### Prompt 1
From the Yves Béhar interview, copy the passage starting with "Tell us about your" and going on through "and increase access.".
### Prompt 2
According to the Yves Béhar interview, how many condoms will the NYC department of Health distribute for free this year?
### Prompt 3
For each statement, say whether it agrees with the Yves Béhar interview, and quote the words from the interview that settle it.
(a) Béhar's company fuseproject is based in San Francisco.
(b) The NYC condom dispensers will be installed only in health care facilities.
(c) Béhar likens designing the NYC dispensers to designing a fire hydrant.

### Source document
========

Yves Béhar: Designs For a Better Future

by Kate Andrews | May 9, 2008


In the early 2000s, Yves Béhar emerged as one of the most important industrial designers on the contemporary scene. Through his San Francisco-based design and branding company fuseproject, the Swiss-born Béhar showed that a futuristic, hi-tech approach to design can be deeply humane. The fluid forms and innovative function of his products are impressive enough, but it’s Béhar’s interest in the human experience and positive social change that give his objects real meaning. In this interview, Béhar chats with Kevin Kelly about his recent work for the safe sex campaign NYC Condom and other acclaimed projects, and shares his vision for how design can help shape our future.

Tell us about your work with the NYC Condom Campaign. How did you get involved with the project? What are the goals and objectives of the effort?

The New York City Condom and Dispenser is an initiative of the NYC department of Health: the free distribution of condoms is an effective measure against HIV infections and unwanted pregnancies. They will distribute 36 million condoms for free this year, and install around 2000 dispensers in diverse venues from bars and clubs, pool-halls and barber shops, homeless shelters and health care facilities.

NYC Condom Project

You redesigned the NYC condom’s packaging and created high-style dispensers that will be placed throughout the city. Tell us about the designs, and how they work together to both promote awareness and increase access.

Creating the condom wrapper and dispenser simultaneously, we were able to intertwine the visual relationship of both elements, and by making the NYC Condom and Dispenser visually iconic, New York City achieves two main goals: raising awareness and adoption of the condoms by its citizens, and driving adoption of the dispensers by private businesses and public organizations.

NYC Condom project

Reminiscent of a condom shape warped into the surface of a wallet, the NYC Condom’s dispenser is approachable and friendly, while the design of the brand creates an air of openness, removing the stigma of the condom as something to be ashamed off.

You’ve designed all sorts of things, including retail interiors, chandeliers and conductor’s batons. How is designing a condom dispenser different from, say, designing a watch or a shoe? How is it the same?

Designing the NYC dispensers is a little bit like designing a fire hydrant: it has to be easily identifiable in case of emergency, very robust, and become symbolic…in the case of the dispenser, it reminds us of a condom without being preachy, it looks friendly and approachable.

In your opinion, can design change people’s minds about condoms, safe sex, the environment, war, etc? If so, are designers especially well-equipped to effect change, and do we have obligation to lend our skills to the causes we support?

I think the dispenser is a good conversation starter, and starting a conversation about condom use is not always easy to do !

I have always thought that as designers we have a responsibility to put our vision at the service of others, specially in the areas of health and education: With the One Laptop Per Child with Nicholas Negroponte at MIT, we really pushed the boundaries of design in the electronic realm to a well integrated, low-power consumption, robust and very lovable tool for education in the developing world.

One Laptop Per Child

I think design sometimes forgets it’s democratizing power. I am not saying that all design should be a civic project, but we should balance the practice so that design can make the difference it can.

What can a designer do on a daily or individual basis to improve society and/or the world?

I have often said that “designers have a responsibility to create the future we want to live in”, so I think all we have to do is adhere to our own values, and apply these to our projects. We have a lot of influence today, let’s use this influence with our clients, because the VALUES we bring, are as important as the economic VALUE we create for enterprises and users. In fact, these VALUES create the very value that brands need and customers want.

========

### Recorded information
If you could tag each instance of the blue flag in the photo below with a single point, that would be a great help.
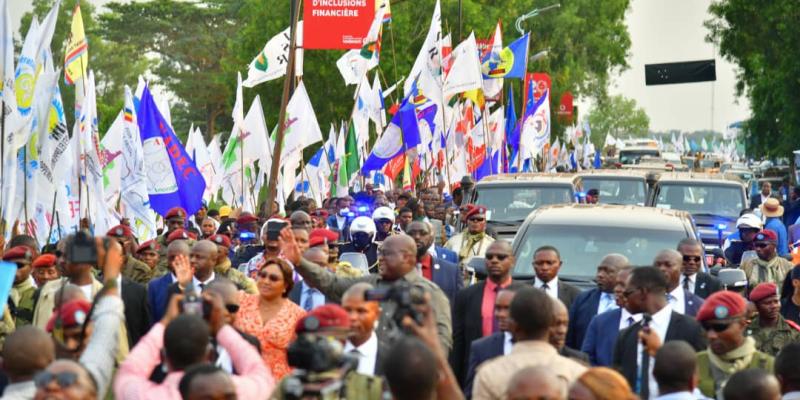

========

### Written response 1
Tell us about your work with the NYC Condom Campaign. How did you get involved with the project? What are the goals and objectives of the effort?

The New York City Condom and Dispenser is an initiative of the NYC department of Health: the free distribution of condoms is an effective measure against HIV infections and unwanted pregnancies. They will distribute 36 million condoms for free this year, and install around 2000 dispensers in diverse venues from bars and clubs, pool-halls and barber shops, homeless shelters and health care facilities.

NYC Condom Project

You redesigned the NYC condom’s packaging and created high-style dispensers that will be placed throughout the city. Tell us about the designs, and how they work together to both promote awareness and increase access.

### Written response 2
36 million condoms.

### Written response 3
(a) Yes: "his San Francisco-based design and branding company fuseproject"
(b) No: "install around 2000 dispensers in diverse venues from bars and clubs, pool-halls and barber shops, homeless shelters and health care facilities"
(c) Yes: "Designing the NYC dispensers is a little bit like designing a fire hydrant"